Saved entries

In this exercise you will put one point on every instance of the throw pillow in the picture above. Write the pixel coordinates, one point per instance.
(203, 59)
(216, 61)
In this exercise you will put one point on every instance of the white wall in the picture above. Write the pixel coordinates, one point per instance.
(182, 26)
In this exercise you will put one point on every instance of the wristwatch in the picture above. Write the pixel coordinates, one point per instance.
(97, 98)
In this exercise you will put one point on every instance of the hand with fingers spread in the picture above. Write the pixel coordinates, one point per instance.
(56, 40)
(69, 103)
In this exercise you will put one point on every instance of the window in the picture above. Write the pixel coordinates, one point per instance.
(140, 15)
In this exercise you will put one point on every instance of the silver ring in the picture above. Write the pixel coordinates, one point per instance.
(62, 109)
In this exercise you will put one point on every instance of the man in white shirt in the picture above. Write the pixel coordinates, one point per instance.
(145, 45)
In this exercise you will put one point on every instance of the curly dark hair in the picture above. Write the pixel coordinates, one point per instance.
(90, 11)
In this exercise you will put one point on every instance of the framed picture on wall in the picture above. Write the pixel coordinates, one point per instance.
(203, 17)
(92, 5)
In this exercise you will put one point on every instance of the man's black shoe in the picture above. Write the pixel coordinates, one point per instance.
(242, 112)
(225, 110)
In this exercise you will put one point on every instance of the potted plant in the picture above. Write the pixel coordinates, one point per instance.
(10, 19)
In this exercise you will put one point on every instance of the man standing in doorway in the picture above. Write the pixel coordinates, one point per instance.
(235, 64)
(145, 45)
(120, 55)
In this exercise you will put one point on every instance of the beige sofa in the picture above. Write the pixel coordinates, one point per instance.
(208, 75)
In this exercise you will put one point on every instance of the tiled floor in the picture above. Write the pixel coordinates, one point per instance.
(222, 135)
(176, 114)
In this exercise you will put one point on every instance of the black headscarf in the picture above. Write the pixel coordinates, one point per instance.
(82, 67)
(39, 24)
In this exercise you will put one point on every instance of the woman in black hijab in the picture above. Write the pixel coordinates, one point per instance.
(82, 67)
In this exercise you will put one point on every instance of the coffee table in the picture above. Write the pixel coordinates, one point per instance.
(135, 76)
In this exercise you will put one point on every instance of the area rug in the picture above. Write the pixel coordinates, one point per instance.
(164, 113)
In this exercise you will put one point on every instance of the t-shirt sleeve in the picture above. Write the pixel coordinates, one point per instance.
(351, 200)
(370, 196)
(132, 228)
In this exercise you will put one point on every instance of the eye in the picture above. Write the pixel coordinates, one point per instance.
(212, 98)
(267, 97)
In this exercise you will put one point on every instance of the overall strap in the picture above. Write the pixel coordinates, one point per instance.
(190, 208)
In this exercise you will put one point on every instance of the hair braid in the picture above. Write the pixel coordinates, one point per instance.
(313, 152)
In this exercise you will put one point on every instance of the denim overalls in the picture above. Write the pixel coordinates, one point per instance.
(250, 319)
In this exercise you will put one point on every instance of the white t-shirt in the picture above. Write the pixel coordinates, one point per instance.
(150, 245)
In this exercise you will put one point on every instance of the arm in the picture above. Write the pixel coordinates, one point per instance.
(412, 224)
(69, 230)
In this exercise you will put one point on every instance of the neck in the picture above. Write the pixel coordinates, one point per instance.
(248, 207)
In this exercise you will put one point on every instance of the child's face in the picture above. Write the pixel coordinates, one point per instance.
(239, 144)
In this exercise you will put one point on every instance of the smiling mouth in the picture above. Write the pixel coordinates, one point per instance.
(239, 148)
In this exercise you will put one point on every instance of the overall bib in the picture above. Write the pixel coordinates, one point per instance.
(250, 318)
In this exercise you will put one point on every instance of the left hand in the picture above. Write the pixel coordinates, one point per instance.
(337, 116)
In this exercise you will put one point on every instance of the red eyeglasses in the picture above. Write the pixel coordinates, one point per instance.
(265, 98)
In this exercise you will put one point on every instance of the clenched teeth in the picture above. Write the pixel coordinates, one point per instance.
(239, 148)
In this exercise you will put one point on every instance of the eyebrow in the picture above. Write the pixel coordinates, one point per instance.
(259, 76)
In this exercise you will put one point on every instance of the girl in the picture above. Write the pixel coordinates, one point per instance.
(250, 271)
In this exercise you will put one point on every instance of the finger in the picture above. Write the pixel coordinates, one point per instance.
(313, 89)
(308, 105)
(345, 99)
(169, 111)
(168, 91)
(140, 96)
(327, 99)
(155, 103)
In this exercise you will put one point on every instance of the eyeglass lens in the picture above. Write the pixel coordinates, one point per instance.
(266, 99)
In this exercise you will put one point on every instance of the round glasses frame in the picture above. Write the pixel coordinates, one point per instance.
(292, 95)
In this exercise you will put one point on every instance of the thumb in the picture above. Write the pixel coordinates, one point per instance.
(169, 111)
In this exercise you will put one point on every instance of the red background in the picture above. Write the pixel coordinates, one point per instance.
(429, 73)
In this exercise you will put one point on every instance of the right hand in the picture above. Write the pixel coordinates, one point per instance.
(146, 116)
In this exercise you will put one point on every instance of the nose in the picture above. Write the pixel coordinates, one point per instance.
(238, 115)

### What you are asked to do
Return every entry exactly as given.

### The answer
In this exercise you will put one point on every instance of the throw pillow in the picture above. Write the pixel coordinates, one point per instance.
(203, 59)
(216, 61)
In this exercise you will put one point on every instance of the white wall in the picture above. Write the pixel coordinates, one point per instance.
(182, 26)
In this exercise you will put one point on every instance of the wristwatch in the picture above. Write the pixel coordinates, one point per instance.
(97, 98)
In this exercise you will put one point on every instance of the hand with fingers spread in the picture above. Write the pixel coordinates, one point per instance.
(56, 40)
(69, 103)
In this exercise you will put one point on every instance of the window in the picture above. Write the pixel coordinates, one point per instance.
(140, 15)
In this exercise you will put one point on every instance of the silver ring in the picture above. Write the pixel coordinates, one point per instance.
(62, 109)
In this exercise you will put one point on every instance of the man in white shirt in the picture above. Write the pixel coordinates, one point per instance.
(145, 45)
In this exercise you will put one point on every instance of the curly dark hair in the picture above. Write the pixel coordinates, one point per instance.
(90, 11)
In this exercise you will put one point on every instance of the framed picture on wall in the picture above. Write the pixel coordinates, one point per instance.
(203, 17)
(92, 5)
In this exercise you will put one point on every instance of the man's black shoe in the picture above. Write the pixel coordinates, one point per instance.
(242, 112)
(225, 110)
In this exercise you will put one point on every instance of the potted plant in the picture above. Write the pixel coordinates, one point per instance.
(10, 19)
In this exercise you will put one point on every instance of the man standing in doorway in the picture above. Write the pixel coordinates, one point per instance.
(235, 64)
(145, 45)
(120, 55)
In this exercise you will put one point on every instance of the beige sofa in the picture above. Write the pixel coordinates, one point per instance.
(208, 75)
In this exercise you will put one point on every instance of the tiled floor in the picture above. Write the pixel coordinates, one point per instance.
(222, 135)
(176, 114)
In this exercise you will put one point on every instance of the black headscarf in the picture above. Write the pixel coordinates, one point per instance.
(82, 67)
(39, 24)
In this exercise you will put one point on every instance of the woman in black hijab in the picture above. Write the pixel coordinates, one point per instance.
(82, 67)
In this exercise you will put one point on every instance of the coffee table in the picture above. Write the pixel coordinates, one point per instance.
(135, 76)
In this exercise you will put one point on every instance of the area rug in the picture above. Write the pixel coordinates, one point per instance.
(164, 113)
In this exercise you will put one point on every instance of the t-shirt sleeve in the picture above. Write the pixel coordinates, one point per instance.
(351, 200)
(370, 196)
(132, 228)
In this exercise you will put one point on every instance of the eye in the picture above. Write the pixel coordinates, one point per instance.
(212, 98)
(267, 97)
In this exercise you will put one point on every instance of the overall strap in the picture above. Write the pixel coordinates, one point per instance.
(190, 208)
In this exercise you will put one point on every instance of the hair braid in the picture above. Write the pixel coordinates, one point per instance.
(313, 152)
In this exercise you will put one point on every instance of the denim overalls in the picture above. Write the pixel coordinates, one point per instance.
(250, 319)
In this exercise you will put one point on every instance of the white t-shirt in the picture above. Write the pixel coordinates, one point per instance.
(150, 245)
In this exercise you will put one point on every instance of the arm in the picture above. Write the pixel coordinates, one point per instance.
(412, 224)
(69, 230)
In this exercise you will put one point on every instance of the neck in the picture above. Write the pixel coordinates, one point per instance.
(248, 207)
In this exercise you will put one point on every instance of the child's face in the picture above. Write the pixel coordinates, one point per instance.
(239, 144)
In this exercise you will put one point on every instance of the smiling mouth in the picture above. Write the pixel coordinates, one point per instance.
(239, 148)
In this exercise you will put one point on every instance of the overall bib in the picture above. Write the pixel coordinates, one point per instance.
(250, 318)
In this exercise you will put one point on every instance of the left hand in the picture above. Write the pixel coordinates, one point per instance.
(337, 116)
In this exercise you will put one point on every instance of the red eyeglasses in the picture above. Write the pixel coordinates, one point per instance.
(265, 98)
In this exercise you will put one point on every instance of the clenched teeth in the picture above. Write the pixel coordinates, one point per instance.
(239, 148)
In this exercise you will put one point on every instance of the eyebrow in the picture above. Write the pixel coordinates, one point per instance.
(259, 76)
In this exercise you will put one point on every instance of the girl in the picture above. Write the pixel coordinates, one point per instance.
(250, 271)
In this exercise you will put one point on every instance of the finger in the picture above. Write the pixel coordinates, one point per instance.
(313, 89)
(308, 105)
(345, 99)
(169, 111)
(168, 91)
(140, 96)
(327, 99)
(155, 103)
In this exercise you will put one point on every instance of the eyeglass lens in the picture above. Write the pixel coordinates, one point per instance.
(266, 99)
In this exercise you will put one point on every instance of the round glasses frame in the picture above. Write the pixel coordinates, one point per instance.
(292, 95)
In this exercise you will put one point on every instance of the thumb in the picture above. Write the pixel coordinates, one point per instance.
(169, 111)
In this exercise you will put one point on every instance of the red background in the picture above. Write the pixel coordinates, one point per instance.
(429, 73)
In this exercise you will put one point on every instance of the right hand in the picture above. Write the pixel coordinates, one point per instance.
(146, 116)
In this exercise you will put one point on every instance of the nose in the picture above. Write the pixel coordinates, one point per instance.
(238, 115)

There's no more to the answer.